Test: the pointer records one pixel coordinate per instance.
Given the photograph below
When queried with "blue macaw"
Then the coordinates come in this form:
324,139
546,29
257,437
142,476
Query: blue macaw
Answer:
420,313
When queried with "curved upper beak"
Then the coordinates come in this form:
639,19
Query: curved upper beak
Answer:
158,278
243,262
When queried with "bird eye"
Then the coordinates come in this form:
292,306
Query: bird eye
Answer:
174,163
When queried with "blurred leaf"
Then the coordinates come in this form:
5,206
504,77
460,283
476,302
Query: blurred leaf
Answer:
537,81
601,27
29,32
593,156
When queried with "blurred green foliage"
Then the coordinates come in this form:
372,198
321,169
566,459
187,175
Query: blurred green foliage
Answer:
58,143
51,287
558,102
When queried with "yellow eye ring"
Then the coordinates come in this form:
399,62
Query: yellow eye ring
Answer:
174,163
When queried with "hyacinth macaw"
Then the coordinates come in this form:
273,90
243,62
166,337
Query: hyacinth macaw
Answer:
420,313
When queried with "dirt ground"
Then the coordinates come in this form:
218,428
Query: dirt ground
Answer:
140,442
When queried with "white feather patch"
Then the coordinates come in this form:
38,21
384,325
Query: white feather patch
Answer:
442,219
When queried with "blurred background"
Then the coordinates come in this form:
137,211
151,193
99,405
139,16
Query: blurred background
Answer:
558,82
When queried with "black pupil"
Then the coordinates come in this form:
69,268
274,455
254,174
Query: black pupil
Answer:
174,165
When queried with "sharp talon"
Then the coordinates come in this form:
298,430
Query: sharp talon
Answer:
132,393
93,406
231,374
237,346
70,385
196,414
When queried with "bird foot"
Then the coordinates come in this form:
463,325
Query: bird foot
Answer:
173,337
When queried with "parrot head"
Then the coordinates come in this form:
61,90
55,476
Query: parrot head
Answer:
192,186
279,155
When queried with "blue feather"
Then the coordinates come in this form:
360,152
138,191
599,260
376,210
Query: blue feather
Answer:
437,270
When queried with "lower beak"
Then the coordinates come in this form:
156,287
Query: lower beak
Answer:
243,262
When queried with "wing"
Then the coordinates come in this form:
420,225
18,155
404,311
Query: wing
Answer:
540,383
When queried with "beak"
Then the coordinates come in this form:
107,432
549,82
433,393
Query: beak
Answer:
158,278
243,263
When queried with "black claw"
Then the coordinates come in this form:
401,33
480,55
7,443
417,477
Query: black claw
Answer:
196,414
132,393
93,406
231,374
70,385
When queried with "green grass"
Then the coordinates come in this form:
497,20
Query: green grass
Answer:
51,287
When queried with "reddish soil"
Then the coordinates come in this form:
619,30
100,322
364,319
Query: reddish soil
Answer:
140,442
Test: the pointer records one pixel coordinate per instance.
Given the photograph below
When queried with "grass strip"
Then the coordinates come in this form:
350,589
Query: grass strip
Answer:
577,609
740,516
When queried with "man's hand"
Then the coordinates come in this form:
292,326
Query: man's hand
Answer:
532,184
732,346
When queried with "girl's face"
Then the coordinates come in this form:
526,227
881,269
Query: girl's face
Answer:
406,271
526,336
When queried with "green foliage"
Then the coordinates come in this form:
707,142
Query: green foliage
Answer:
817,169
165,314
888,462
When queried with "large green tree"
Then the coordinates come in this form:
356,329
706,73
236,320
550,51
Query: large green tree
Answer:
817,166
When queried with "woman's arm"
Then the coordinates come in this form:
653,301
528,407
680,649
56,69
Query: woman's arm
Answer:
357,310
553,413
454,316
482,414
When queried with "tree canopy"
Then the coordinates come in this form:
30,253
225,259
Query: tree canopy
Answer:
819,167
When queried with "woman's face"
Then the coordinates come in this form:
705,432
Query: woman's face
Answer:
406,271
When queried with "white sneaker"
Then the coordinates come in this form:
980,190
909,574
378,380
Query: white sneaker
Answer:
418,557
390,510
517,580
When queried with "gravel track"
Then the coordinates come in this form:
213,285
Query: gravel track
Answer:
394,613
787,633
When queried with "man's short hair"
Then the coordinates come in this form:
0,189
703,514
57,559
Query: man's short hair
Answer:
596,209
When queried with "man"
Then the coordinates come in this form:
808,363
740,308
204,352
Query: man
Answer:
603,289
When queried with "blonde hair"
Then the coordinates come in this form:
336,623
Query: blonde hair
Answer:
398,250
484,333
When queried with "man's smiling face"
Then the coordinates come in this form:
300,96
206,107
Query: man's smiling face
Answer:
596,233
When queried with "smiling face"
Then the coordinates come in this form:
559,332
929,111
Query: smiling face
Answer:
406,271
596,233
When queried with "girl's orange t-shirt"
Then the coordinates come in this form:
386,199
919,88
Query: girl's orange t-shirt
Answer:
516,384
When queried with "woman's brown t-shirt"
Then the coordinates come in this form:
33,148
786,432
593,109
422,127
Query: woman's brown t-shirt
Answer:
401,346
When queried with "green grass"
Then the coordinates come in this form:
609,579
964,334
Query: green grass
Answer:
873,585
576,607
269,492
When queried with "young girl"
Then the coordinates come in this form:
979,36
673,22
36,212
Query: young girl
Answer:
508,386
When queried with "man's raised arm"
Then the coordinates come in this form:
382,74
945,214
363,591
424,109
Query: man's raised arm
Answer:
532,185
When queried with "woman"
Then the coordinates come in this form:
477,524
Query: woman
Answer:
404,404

[Work instructions]: Where a line in the records above contains the string "feather", return that line.

[Your response]:
When queried with "white feather patch"
Query: white feather patch
When queried with "blue feather"
Query: blue feather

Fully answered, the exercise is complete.